## RECORDS PROVIDED
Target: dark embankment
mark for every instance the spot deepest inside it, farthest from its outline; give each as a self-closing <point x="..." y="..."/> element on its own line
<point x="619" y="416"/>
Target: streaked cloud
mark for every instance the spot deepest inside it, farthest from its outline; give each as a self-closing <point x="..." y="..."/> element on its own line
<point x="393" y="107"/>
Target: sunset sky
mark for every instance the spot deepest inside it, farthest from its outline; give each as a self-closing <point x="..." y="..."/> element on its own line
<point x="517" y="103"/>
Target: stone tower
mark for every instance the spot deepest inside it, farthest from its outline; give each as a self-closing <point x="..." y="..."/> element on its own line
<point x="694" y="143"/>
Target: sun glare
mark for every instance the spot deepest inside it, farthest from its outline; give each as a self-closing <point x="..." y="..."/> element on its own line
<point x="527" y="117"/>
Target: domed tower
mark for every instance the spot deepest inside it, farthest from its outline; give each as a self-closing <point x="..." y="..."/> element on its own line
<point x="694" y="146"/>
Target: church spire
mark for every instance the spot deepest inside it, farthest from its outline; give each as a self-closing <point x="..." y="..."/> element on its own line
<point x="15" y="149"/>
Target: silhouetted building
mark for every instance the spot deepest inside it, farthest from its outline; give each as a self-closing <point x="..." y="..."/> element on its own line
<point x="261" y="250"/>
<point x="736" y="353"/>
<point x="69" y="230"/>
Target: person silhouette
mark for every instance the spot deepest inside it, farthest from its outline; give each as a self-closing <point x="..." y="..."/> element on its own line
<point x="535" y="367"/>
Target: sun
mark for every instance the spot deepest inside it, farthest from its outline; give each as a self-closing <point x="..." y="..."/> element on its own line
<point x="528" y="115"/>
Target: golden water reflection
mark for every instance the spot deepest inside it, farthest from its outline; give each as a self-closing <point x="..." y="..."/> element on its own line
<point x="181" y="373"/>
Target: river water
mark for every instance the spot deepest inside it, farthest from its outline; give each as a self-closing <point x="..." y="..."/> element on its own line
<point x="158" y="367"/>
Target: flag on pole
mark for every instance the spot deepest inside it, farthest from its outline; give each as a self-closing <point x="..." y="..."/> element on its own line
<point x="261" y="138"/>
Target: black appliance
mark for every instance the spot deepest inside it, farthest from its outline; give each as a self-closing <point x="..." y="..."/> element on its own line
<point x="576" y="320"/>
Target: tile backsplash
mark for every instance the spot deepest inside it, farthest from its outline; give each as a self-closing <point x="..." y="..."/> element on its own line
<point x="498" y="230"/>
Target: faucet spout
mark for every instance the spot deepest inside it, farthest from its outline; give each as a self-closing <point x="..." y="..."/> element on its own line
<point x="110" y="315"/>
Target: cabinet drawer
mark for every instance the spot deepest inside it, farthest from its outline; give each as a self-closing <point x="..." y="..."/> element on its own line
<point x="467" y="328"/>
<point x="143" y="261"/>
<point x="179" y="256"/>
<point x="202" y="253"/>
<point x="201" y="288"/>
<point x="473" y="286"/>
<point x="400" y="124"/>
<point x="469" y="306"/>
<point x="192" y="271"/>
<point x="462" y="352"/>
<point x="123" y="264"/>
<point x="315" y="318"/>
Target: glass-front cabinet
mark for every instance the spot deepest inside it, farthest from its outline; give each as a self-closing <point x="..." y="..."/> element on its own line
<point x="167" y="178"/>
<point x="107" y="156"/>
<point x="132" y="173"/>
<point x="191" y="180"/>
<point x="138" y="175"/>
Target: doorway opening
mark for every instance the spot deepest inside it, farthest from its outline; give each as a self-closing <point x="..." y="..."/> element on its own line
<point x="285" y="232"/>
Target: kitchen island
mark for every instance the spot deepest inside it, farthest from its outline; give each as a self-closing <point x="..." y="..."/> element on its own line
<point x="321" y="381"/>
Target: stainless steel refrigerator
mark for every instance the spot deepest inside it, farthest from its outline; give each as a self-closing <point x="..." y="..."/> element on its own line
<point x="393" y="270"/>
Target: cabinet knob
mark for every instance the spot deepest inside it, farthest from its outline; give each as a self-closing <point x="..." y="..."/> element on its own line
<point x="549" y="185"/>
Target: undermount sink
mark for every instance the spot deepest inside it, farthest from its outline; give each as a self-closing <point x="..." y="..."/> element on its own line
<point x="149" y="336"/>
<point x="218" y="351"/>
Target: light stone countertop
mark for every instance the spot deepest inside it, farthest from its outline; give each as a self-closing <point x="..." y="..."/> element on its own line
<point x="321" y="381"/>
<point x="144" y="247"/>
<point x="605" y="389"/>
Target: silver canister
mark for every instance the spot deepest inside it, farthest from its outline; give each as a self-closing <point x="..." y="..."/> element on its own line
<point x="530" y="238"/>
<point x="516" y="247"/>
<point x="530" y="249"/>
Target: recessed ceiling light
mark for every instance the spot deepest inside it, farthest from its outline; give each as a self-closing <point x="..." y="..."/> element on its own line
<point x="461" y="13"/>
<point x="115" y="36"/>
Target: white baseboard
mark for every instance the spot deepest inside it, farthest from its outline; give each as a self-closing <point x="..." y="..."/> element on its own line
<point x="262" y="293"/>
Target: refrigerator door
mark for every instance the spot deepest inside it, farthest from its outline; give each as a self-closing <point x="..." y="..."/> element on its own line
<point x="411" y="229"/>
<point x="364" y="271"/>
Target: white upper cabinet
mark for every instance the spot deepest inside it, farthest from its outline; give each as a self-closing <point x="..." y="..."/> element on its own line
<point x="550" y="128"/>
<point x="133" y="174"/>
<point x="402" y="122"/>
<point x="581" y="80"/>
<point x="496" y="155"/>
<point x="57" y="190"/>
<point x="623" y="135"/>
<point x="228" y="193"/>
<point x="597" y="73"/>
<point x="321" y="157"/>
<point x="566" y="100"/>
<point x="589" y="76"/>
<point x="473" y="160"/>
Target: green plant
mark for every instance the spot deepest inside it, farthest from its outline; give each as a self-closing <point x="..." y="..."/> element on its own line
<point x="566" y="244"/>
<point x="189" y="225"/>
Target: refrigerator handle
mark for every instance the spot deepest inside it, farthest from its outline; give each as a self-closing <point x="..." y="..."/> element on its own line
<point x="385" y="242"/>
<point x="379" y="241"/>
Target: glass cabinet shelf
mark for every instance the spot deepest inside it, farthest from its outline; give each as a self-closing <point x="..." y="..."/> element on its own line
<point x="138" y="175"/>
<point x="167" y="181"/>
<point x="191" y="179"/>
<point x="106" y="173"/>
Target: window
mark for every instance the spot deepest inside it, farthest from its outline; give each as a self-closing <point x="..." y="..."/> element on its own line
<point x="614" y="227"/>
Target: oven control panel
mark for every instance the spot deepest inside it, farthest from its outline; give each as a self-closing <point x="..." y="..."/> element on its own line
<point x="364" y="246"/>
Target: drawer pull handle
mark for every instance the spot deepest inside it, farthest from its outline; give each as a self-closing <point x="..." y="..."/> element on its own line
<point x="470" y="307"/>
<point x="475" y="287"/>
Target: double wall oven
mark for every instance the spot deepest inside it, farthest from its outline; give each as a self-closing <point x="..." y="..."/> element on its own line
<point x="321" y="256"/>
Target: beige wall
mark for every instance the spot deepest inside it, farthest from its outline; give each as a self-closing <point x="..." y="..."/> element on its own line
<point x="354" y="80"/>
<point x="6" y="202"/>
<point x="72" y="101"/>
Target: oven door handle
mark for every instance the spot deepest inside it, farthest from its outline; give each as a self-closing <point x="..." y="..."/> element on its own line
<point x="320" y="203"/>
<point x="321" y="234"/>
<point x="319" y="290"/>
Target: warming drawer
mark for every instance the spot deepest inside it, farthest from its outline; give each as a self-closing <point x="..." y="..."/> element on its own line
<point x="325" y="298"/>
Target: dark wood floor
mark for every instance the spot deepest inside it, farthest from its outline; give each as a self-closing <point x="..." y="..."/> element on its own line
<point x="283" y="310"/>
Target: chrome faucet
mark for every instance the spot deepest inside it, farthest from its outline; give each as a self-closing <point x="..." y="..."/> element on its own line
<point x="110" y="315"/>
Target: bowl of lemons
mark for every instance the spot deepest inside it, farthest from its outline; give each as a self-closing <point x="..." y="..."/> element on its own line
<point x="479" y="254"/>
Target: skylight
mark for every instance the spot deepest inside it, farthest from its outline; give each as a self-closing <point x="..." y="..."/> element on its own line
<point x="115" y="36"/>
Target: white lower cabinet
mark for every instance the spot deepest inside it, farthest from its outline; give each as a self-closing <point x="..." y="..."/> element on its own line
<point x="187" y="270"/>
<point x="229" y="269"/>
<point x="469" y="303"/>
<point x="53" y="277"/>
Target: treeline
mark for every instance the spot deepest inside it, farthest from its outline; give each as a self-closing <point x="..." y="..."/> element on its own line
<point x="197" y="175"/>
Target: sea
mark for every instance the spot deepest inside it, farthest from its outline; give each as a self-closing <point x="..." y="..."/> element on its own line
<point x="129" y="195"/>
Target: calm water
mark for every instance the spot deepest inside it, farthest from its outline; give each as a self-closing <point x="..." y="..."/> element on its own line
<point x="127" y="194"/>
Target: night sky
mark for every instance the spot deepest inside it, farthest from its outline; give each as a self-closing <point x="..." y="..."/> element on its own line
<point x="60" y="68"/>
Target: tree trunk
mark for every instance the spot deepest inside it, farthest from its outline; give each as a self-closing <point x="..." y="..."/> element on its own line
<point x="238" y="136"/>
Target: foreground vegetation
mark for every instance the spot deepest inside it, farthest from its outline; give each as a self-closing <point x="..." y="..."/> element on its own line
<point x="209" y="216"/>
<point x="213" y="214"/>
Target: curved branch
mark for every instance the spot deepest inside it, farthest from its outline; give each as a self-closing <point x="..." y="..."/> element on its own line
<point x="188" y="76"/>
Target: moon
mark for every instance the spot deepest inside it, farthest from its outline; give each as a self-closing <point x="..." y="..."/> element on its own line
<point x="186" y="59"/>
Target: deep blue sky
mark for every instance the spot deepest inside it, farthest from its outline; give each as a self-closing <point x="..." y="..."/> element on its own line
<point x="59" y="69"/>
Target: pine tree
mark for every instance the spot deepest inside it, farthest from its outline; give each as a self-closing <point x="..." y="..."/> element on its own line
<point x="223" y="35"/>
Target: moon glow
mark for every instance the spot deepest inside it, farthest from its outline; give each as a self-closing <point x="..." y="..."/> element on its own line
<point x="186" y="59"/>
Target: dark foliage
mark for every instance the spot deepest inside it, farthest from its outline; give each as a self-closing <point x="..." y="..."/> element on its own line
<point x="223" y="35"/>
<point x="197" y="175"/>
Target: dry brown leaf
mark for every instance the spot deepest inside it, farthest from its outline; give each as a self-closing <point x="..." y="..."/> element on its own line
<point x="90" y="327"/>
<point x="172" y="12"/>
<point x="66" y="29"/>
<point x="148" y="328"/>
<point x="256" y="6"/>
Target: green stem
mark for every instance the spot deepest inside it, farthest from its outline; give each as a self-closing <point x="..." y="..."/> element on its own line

## PROBLEM TO WORK ON
Rewrite the material from the line containing "Target: deep blue sky" through the end as a JSON list of strings, one string per line, leaving out any blank lines.

## EXERCISE RESPONSE
[
  "Target: deep blue sky",
  "mark for every instance the spot deepest inside it, farthest from its outline; give each as a self-closing <point x=\"...\" y=\"...\"/> element on its own line",
  "<point x=\"59\" y=\"69\"/>",
  "Target: pine tree",
  "mark for every instance the spot deepest inside it, farthest from its outline; give each as a self-closing <point x=\"...\" y=\"...\"/> element on its own line",
  "<point x=\"223\" y=\"35\"/>",
  "Target: moon glow",
  "mark for every instance the spot deepest inside it, farthest from its outline; give each as a self-closing <point x=\"...\" y=\"...\"/> element on its own line",
  "<point x=\"186\" y=\"59\"/>",
  "Target: dark foliage",
  "mark for every instance the spot deepest inside it, farthest from its outline; give each as a self-closing <point x=\"...\" y=\"...\"/> element on its own line",
  "<point x=\"223\" y=\"35\"/>",
  "<point x=\"197\" y=\"175\"/>",
  "Target: dry brown leaf",
  "mark for every instance the spot deepest inside it, farthest from its outline; give each as a self-closing <point x=\"...\" y=\"...\"/> element on its own line",
  "<point x=\"90\" y=\"327\"/>",
  "<point x=\"172\" y=\"12\"/>",
  "<point x=\"66\" y=\"29\"/>",
  "<point x=\"148\" y=\"328\"/>",
  "<point x=\"256\" y=\"6\"/>",
  "Target: green stem",
  "mark for every instance the spot deepest inside it, farthest from its outline; give each as a self-closing <point x=\"...\" y=\"...\"/> element on its own line"
]